(Location labeling records)
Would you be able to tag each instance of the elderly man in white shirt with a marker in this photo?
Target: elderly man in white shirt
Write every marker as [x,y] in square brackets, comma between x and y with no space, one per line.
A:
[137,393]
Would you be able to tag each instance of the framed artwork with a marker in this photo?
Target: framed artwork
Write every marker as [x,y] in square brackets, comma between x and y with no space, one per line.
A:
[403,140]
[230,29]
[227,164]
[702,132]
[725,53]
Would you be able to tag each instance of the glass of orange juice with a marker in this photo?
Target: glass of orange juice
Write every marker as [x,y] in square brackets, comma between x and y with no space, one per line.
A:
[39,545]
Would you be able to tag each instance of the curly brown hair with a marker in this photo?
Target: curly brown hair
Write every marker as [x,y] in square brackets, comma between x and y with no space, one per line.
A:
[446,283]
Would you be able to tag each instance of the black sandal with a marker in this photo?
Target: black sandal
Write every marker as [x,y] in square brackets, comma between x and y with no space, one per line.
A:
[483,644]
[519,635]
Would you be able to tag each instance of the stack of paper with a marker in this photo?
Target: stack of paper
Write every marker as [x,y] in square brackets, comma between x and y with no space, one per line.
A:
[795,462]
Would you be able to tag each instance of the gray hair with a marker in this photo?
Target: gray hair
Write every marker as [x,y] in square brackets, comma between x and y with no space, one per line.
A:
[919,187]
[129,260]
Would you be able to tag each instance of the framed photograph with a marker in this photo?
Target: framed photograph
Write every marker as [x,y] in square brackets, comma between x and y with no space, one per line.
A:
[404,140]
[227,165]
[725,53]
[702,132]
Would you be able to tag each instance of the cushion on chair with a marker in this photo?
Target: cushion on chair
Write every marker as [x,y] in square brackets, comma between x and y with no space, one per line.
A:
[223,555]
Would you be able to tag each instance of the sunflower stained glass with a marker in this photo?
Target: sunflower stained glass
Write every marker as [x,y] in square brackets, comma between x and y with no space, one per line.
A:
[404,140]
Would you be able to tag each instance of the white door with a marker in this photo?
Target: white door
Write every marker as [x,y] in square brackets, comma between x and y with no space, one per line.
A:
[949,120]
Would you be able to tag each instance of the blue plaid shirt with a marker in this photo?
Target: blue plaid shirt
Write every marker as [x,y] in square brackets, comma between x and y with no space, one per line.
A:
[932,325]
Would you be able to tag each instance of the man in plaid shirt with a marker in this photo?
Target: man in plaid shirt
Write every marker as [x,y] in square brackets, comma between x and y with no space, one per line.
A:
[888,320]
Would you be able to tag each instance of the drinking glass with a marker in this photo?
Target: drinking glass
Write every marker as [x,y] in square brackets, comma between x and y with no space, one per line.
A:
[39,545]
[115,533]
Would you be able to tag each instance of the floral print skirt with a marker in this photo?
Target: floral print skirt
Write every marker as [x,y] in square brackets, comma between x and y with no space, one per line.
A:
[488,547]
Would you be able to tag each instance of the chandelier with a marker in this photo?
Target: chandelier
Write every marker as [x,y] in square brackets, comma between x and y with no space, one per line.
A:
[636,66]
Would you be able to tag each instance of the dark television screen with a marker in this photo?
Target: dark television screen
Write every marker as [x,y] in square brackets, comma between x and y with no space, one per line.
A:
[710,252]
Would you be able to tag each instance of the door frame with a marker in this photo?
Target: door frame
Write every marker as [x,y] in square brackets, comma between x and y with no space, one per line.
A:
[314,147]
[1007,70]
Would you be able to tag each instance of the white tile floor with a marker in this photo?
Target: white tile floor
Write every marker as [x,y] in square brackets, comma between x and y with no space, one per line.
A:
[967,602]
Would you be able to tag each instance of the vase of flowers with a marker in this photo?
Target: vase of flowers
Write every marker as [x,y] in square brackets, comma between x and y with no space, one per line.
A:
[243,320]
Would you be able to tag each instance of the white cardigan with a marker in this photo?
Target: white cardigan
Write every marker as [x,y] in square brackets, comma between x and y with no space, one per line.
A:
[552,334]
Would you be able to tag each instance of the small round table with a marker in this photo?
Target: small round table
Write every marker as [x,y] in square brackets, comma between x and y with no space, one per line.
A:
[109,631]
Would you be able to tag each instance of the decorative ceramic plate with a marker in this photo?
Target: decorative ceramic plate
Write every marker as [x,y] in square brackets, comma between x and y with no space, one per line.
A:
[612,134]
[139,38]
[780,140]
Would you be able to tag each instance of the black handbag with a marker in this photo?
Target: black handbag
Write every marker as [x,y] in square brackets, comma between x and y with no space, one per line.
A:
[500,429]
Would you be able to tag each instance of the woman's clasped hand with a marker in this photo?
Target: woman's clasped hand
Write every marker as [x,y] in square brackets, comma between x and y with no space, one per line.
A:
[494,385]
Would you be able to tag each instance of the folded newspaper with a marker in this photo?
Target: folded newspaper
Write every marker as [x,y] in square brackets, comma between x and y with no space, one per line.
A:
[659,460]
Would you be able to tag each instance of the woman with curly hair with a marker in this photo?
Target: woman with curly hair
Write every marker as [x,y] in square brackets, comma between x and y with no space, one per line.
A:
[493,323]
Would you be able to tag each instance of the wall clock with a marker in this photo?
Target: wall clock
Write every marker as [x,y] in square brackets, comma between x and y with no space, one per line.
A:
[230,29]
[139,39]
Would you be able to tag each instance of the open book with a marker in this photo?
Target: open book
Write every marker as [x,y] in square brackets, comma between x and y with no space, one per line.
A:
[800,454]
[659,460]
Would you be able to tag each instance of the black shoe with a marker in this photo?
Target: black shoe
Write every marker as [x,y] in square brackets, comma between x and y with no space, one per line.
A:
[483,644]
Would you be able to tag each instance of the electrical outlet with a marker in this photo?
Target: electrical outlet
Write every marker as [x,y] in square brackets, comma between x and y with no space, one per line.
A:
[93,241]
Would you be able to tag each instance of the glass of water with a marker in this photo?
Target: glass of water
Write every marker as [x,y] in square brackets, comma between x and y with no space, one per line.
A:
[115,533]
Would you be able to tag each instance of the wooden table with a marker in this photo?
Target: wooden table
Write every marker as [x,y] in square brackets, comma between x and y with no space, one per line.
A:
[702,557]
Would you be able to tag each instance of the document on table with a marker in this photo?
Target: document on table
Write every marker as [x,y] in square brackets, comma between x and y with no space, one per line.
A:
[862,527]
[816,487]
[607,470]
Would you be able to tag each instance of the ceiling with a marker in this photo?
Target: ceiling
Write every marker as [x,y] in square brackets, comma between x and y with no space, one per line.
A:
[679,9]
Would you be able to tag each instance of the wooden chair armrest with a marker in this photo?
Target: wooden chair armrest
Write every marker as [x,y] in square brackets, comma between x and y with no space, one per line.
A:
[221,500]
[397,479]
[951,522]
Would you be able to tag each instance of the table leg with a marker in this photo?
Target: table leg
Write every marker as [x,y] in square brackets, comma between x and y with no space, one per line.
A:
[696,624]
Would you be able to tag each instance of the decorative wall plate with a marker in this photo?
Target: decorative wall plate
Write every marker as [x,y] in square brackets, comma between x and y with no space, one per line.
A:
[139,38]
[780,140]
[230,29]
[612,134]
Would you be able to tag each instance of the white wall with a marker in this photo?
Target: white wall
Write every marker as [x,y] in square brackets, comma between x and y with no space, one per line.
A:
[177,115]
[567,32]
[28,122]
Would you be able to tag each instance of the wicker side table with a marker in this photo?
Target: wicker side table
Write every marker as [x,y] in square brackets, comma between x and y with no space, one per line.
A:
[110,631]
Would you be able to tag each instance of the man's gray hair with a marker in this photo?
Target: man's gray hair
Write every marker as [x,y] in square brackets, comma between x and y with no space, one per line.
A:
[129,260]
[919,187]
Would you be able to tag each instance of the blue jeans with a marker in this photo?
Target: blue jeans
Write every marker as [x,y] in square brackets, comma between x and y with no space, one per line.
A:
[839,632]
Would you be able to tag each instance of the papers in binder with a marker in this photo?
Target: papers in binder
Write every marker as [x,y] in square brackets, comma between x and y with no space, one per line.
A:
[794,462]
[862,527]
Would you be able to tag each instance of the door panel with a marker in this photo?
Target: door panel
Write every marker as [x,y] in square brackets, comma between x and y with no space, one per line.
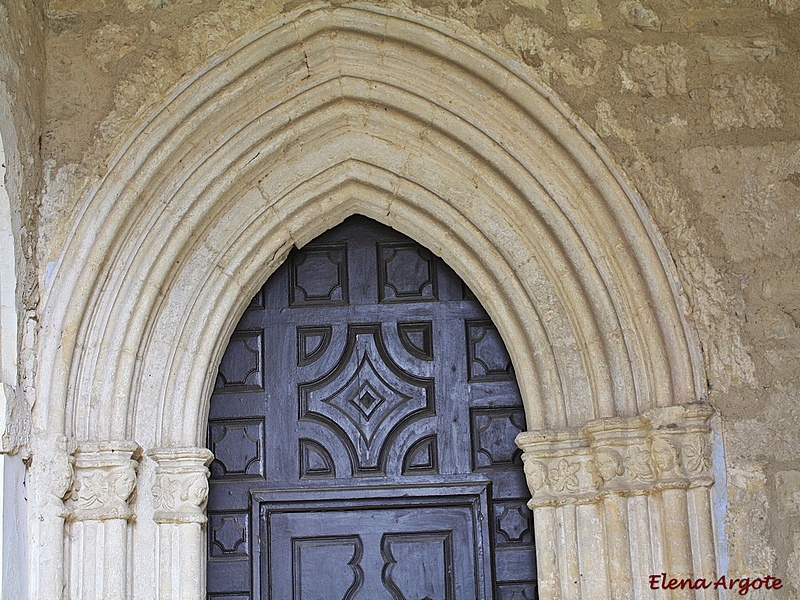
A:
[380,542]
[363,378]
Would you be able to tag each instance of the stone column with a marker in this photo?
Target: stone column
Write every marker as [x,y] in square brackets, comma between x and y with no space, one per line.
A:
[48,481]
[180,493]
[620,500]
[99,516]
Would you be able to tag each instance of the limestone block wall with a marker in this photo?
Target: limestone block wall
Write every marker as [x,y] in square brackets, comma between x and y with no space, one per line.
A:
[699,102]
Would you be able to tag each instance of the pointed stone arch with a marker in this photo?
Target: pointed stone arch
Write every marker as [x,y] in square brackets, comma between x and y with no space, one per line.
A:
[326,114]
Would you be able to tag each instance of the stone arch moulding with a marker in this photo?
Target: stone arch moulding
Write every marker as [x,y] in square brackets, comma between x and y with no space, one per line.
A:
[417,124]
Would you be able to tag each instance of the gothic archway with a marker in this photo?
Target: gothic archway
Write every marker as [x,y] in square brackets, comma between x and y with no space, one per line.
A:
[329,113]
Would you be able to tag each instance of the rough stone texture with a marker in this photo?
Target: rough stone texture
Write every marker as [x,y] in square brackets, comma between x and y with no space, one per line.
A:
[22,75]
[698,102]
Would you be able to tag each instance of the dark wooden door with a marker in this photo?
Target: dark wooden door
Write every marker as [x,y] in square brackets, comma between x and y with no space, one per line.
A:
[362,426]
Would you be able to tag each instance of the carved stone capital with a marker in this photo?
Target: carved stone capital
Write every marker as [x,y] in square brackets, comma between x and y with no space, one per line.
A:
[51,473]
[663,448]
[105,478]
[180,488]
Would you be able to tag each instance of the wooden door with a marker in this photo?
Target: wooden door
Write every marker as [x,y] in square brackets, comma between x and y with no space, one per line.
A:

■ WRITTEN TASK: Extract, without any alteration, the lines starting at the line that contains "the dark wooden" and ending at the final line of the records above, including both.

■ RESPONSE TO THIS EXERCISE:
Would you be able to tag each instance of the dark wooden door with a marker in this photo?
Target: dark wooden door
Write every marker as [x,y] in square brackets, comma between x and y with no space, one per line.
A:
[362,426]
Would you be able to tag each instance of the carved stone capital with a marker in this photo?
Target: carved stone capital
Write every marker as [x,y] in square brackets, comma between x and y with no space, one per line.
A:
[51,473]
[663,448]
[105,478]
[180,488]
Would you be able to tag each instance of the wooden door with a marker in this photo?
Target: wooden door
Write every marker as [x,y] in square brackets, comma between x and y with no space, one per line.
A:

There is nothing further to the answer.